(DATA SHOWN begins)

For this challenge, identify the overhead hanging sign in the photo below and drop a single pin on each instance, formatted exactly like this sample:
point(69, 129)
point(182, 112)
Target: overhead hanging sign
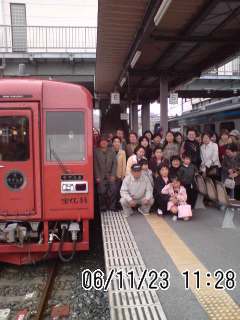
point(173, 99)
point(123, 116)
point(115, 98)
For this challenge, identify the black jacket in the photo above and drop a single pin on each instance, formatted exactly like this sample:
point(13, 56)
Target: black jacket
point(173, 172)
point(187, 174)
point(192, 148)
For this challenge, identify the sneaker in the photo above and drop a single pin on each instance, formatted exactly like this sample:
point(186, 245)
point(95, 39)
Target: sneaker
point(125, 215)
point(142, 212)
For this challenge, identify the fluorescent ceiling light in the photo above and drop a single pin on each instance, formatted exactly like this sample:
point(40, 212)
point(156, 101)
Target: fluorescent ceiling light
point(161, 11)
point(122, 81)
point(135, 58)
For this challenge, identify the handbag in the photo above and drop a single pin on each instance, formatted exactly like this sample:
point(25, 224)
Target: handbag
point(184, 211)
point(212, 171)
point(229, 183)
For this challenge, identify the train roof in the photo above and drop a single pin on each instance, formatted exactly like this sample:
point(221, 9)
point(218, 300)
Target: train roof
point(51, 93)
point(215, 107)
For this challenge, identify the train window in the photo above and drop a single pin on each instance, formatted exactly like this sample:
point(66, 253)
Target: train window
point(65, 134)
point(14, 138)
point(209, 127)
point(227, 126)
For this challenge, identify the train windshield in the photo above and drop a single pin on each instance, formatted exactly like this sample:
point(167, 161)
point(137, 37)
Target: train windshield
point(65, 134)
point(14, 138)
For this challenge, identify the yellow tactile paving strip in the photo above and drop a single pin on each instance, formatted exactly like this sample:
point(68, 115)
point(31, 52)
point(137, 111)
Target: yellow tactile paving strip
point(218, 304)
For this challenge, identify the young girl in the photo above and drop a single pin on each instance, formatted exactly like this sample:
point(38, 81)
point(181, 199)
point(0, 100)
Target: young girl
point(177, 196)
point(161, 200)
point(156, 161)
point(146, 171)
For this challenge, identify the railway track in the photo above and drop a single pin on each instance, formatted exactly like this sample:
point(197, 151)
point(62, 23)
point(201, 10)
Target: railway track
point(51, 290)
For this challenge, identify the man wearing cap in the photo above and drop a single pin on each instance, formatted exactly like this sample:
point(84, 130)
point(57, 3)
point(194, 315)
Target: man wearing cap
point(105, 167)
point(234, 136)
point(136, 192)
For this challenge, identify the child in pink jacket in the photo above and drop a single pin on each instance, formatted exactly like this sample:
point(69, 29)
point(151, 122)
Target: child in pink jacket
point(178, 196)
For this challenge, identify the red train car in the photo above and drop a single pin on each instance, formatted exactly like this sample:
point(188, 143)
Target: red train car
point(46, 171)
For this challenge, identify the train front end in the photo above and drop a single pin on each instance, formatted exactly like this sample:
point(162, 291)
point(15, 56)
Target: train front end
point(46, 170)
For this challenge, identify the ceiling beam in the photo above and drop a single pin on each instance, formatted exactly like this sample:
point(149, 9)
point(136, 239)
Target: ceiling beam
point(169, 38)
point(195, 21)
point(142, 34)
point(224, 22)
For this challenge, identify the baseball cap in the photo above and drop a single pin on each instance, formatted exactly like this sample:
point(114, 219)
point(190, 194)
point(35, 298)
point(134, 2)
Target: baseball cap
point(234, 133)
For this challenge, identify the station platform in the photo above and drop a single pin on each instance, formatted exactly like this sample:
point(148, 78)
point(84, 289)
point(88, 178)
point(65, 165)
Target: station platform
point(200, 244)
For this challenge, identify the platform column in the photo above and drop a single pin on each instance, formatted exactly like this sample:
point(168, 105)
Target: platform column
point(164, 104)
point(134, 118)
point(145, 117)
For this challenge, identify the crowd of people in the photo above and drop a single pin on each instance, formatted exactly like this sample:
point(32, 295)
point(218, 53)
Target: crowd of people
point(156, 173)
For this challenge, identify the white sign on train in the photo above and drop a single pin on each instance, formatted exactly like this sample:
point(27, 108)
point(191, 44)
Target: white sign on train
point(115, 98)
point(123, 116)
point(173, 99)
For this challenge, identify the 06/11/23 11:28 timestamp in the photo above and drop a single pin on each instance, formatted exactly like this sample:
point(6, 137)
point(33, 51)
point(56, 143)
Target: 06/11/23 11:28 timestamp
point(156, 280)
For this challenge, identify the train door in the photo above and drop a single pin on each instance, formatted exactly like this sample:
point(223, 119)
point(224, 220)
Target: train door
point(19, 171)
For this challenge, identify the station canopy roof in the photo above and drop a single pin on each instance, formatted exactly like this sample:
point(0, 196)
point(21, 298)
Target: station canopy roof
point(140, 41)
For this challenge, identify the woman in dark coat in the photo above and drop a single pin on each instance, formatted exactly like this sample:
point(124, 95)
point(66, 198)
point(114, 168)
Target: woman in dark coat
point(144, 142)
point(161, 200)
point(192, 147)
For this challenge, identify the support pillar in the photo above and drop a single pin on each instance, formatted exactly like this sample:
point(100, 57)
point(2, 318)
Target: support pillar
point(134, 126)
point(145, 117)
point(164, 104)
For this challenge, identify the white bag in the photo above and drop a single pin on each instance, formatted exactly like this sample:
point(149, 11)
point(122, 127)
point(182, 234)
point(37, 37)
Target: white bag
point(229, 183)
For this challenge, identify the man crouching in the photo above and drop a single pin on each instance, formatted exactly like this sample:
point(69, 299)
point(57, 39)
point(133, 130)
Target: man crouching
point(136, 192)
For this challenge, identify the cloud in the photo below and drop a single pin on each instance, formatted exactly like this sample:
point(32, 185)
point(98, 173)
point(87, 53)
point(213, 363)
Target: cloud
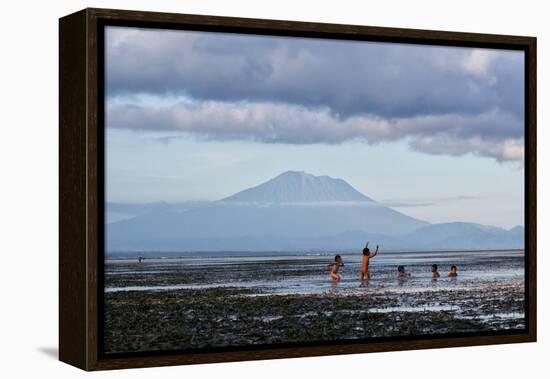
point(478, 61)
point(442, 100)
point(346, 77)
point(493, 134)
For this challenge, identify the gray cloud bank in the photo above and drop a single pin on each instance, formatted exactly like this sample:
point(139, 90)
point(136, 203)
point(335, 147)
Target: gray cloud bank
point(284, 90)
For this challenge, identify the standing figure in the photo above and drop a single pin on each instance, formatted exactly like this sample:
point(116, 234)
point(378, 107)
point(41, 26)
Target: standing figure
point(367, 255)
point(335, 266)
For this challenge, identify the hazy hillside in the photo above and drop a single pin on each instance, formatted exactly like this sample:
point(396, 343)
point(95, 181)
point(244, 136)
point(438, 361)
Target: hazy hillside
point(294, 211)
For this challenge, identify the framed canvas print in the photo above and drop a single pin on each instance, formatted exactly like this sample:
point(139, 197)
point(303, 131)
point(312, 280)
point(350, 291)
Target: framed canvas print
point(237, 189)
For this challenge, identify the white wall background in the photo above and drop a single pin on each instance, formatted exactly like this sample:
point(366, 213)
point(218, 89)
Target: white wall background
point(28, 190)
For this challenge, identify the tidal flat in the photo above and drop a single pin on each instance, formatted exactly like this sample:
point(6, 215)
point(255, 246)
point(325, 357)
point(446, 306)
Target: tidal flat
point(198, 302)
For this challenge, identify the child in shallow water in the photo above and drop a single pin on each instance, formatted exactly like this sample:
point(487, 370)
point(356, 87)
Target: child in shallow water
point(401, 273)
point(452, 273)
point(435, 274)
point(334, 268)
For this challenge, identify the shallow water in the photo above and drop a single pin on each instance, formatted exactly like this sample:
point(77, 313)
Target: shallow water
point(308, 274)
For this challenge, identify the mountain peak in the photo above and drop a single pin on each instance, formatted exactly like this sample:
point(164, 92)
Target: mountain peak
point(299, 186)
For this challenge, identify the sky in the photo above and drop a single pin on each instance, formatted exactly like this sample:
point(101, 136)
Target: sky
point(434, 132)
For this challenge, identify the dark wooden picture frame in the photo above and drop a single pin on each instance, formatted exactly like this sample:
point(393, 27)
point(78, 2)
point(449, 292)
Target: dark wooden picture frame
point(81, 196)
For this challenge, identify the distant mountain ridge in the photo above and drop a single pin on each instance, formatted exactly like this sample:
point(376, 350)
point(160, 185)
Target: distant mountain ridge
point(298, 186)
point(294, 211)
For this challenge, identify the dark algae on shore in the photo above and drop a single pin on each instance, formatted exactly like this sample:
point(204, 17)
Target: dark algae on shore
point(224, 314)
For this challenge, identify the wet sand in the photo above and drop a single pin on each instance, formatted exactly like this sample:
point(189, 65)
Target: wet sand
point(202, 303)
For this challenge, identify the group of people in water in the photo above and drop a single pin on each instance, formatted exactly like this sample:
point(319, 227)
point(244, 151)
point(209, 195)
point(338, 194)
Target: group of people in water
point(365, 275)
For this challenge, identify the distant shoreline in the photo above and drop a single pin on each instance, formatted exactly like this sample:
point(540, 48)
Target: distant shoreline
point(236, 254)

(DATA SHOWN ends)

**YOUR OBJECTIVE**
Say how many lines of the listing above contain "below", with no other words.

**TASK OUTPUT**
2